Joyner filed suit in Maryland state court, alleging (1) strict liability for defective design and failure to warn; (2) breach of implied warranty; (3) negligence products liability claims; and (4) aiding and abetting and conspiracy to conceal information about the dangers of asbestos. Joyner named as defendants a number of manufacturers who allegedly supplied asbestos-containing materials with which he came into contact at various points in his career. One of those defendants, Crane Co., allegedly manufactured and supplied asbestos-containing valves and gaskets to the Navy, 2 on whose ships Joyner worked while employed by the Coast Guard.

Crane removed the case to federal court under the federal officer removal statute. See 28 U.S.C. § 1442(a)(1). That provision *319 allows for removal of suits against “[t]he United States or ... any officer ... in an official or individual capacity, for or relating to any act under color of such office.” Id. In support of its position, Crane averred that it would assert the federal contractor defense, as it had supplied the valves in conformance with military specifications. See J.A. 42. Crane’s notice of removal did mention that the valves included gaskets as internal component parts, but Crane did not explicitly assert the defense as related to gaskets. See J.A. 42.

Joyner moved to remand to state court, arguing that Crane’s evidence was insufficient to support its jurisdictional allegations. In the alternative, Joyner moved to sever the valve claims against Crane and to remand the claims against the other defendants-as well as Joyner’s gasket claims against Crane-to state court. At oral argument before the district court, Crane explicitly refused to take a position as to whether the federal contractor defense applied to any gaskets Crane might have supplied. Rather, Crane apparently sought to preserve its contention that the gaskets simply weren’t theirs. See J.A. 2646 (“Crane has a different position with regard to their gasket because it was never, never on the Navy’s QPL [qualified products list] and should never have been used.”); see also J.A. 2732 3 (“To be clear, it is Crane Co.’s position that Mr. Joyner did not work with replacement Cranite gaskets on Navy vessels because Cranite gaskets were not on any government QPL list, and thus were not able to be ordered for use on Navy vessels through the procurement process.”). Crane declined, however, to make an argument in the alternative — that the gaskets “would have been supplied pursuant to detailed government specifications” — until much later in the litigation. J.A. 2732.

--------------------

#### SHORT TASK 1:
Tally the lines in the entries below that contain the string "deer", treating uppercase and lowercase as distinct. Reply with the number alone.

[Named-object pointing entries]
--------------------

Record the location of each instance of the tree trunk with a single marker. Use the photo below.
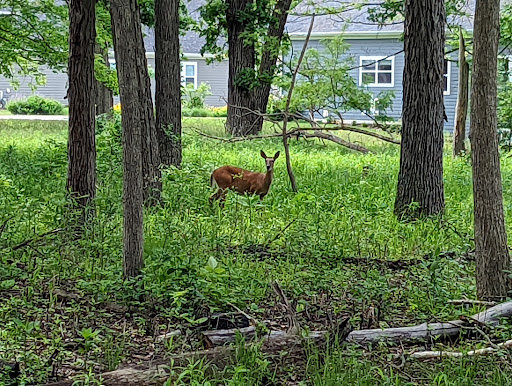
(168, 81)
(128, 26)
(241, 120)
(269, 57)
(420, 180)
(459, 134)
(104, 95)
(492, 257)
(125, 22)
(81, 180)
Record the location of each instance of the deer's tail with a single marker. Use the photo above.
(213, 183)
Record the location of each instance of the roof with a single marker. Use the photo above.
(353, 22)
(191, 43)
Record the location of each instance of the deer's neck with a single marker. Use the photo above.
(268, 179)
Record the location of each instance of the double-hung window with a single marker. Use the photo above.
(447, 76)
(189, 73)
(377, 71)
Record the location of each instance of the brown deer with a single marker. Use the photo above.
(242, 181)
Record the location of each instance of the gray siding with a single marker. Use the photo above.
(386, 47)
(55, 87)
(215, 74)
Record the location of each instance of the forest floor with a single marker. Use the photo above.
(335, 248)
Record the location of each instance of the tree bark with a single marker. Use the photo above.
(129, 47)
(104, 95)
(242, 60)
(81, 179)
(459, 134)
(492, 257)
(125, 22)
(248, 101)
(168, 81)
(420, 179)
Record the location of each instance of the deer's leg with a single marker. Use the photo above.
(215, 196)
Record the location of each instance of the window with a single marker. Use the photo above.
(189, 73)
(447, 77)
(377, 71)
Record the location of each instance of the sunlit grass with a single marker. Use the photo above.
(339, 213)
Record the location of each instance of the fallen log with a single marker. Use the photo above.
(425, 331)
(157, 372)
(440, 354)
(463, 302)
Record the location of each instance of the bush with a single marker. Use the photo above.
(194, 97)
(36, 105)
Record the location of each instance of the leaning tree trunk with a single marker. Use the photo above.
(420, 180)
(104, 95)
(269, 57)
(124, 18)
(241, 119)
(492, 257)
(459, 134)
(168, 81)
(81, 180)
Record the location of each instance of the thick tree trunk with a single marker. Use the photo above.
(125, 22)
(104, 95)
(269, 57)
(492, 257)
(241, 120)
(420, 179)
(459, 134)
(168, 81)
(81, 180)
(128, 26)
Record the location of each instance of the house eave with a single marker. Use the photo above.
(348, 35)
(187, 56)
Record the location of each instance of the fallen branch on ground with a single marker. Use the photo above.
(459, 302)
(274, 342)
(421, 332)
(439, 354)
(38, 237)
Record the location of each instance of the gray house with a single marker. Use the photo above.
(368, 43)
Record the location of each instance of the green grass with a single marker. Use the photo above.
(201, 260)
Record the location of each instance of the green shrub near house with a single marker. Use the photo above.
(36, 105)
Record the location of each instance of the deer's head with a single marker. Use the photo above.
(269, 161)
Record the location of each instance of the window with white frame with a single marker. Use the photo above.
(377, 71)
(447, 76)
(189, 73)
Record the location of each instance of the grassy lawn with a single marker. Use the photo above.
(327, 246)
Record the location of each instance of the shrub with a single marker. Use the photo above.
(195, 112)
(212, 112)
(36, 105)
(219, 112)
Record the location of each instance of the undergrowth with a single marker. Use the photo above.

--------------------

#### SHORT TASK 2:
In the court excerpt, under what statute did Crane remove the case to federal court?

#### SOLUTION 1:
5

#### SOLUTION 2:
The federal officer removal statute, 28 U.S.C. § 1442(a)(1).